Work instructions -
Which lines of the entries contain the word "antler"? Please list them.

(Records from a collection)
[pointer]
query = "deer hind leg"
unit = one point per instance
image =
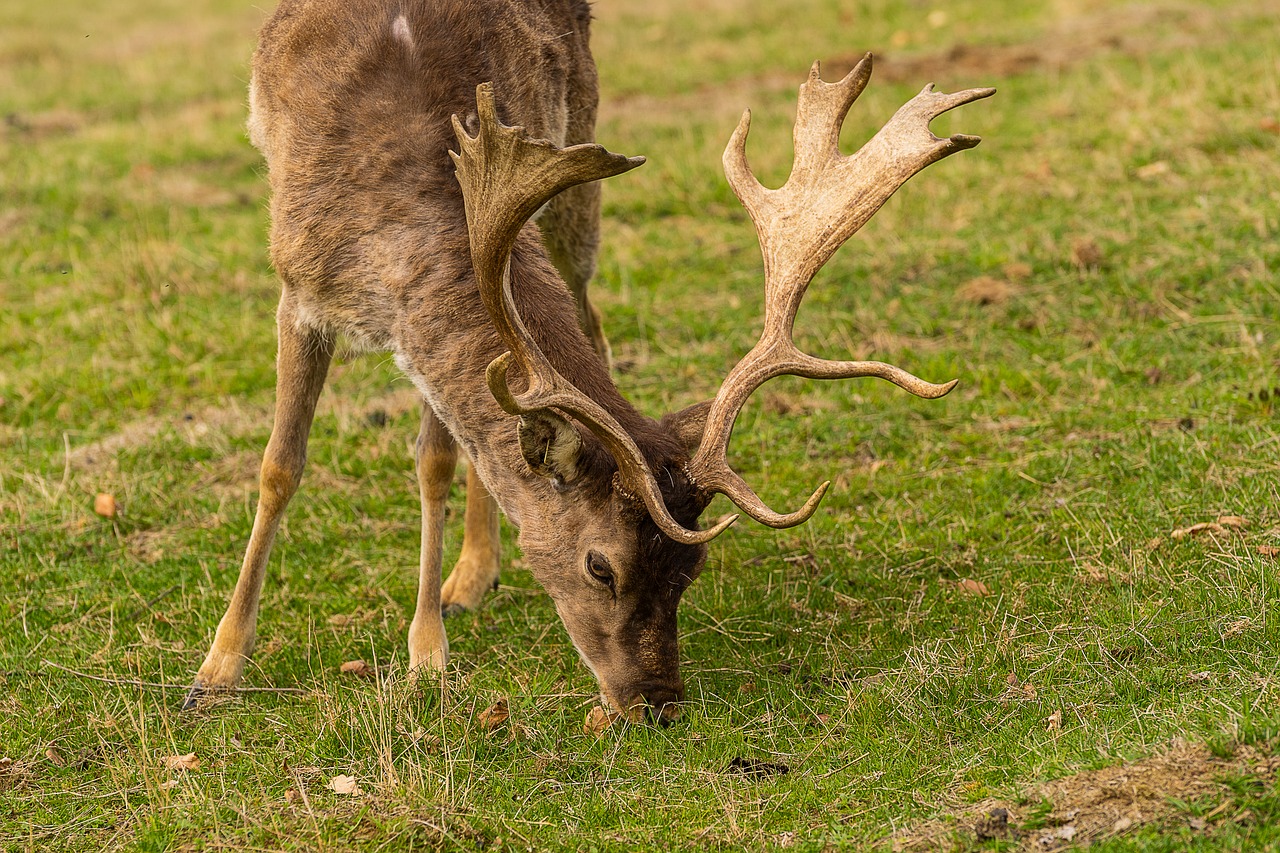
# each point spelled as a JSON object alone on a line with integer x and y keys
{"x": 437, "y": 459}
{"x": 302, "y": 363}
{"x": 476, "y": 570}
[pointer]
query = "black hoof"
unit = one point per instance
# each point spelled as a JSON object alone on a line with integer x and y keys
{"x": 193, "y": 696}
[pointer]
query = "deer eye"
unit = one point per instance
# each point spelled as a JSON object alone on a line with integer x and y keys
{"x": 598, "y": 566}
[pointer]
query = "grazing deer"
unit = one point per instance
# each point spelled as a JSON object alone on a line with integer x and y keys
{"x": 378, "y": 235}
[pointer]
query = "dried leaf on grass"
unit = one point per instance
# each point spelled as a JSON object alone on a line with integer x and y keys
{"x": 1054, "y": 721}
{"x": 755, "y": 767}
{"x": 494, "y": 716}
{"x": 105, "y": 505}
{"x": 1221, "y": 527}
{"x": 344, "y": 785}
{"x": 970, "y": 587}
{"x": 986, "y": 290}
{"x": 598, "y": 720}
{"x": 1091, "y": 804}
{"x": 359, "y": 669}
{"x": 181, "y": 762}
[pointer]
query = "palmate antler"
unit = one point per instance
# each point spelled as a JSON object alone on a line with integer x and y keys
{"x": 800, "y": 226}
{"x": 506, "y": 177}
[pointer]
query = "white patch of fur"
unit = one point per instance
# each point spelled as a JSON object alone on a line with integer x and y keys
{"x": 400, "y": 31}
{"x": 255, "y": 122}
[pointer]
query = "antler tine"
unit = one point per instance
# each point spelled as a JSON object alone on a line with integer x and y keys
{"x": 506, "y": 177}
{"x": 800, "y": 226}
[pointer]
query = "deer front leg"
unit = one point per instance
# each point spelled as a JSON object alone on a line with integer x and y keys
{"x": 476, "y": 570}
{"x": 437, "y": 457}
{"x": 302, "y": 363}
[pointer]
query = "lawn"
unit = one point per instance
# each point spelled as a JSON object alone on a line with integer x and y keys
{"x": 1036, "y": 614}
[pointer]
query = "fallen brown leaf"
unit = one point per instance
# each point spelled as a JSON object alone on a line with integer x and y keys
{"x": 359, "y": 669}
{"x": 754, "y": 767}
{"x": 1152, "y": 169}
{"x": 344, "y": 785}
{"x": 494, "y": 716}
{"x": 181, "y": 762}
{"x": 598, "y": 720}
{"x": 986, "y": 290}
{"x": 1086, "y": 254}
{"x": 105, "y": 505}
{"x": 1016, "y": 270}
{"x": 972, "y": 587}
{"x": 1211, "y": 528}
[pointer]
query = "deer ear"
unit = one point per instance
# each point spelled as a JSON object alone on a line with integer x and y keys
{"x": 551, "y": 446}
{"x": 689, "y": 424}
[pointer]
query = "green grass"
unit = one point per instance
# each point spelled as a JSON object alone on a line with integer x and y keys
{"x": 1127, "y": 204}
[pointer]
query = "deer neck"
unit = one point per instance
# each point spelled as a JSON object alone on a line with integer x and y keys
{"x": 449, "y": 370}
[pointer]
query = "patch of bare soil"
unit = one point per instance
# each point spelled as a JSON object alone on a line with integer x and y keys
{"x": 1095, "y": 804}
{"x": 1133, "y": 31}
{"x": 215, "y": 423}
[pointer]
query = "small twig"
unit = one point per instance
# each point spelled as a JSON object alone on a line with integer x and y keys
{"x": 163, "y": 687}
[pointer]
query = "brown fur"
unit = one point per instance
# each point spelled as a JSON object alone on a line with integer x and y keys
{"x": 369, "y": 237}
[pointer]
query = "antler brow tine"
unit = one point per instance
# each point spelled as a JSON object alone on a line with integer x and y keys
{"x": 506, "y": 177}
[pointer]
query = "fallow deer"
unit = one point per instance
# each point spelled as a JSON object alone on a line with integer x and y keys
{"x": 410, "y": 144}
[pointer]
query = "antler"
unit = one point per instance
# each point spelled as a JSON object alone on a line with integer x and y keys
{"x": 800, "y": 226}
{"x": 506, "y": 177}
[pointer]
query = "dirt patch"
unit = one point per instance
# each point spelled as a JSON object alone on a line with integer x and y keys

Output -
query = "palmate antler"
query = "antler tine"
query = "antler brow tine"
query = "antler"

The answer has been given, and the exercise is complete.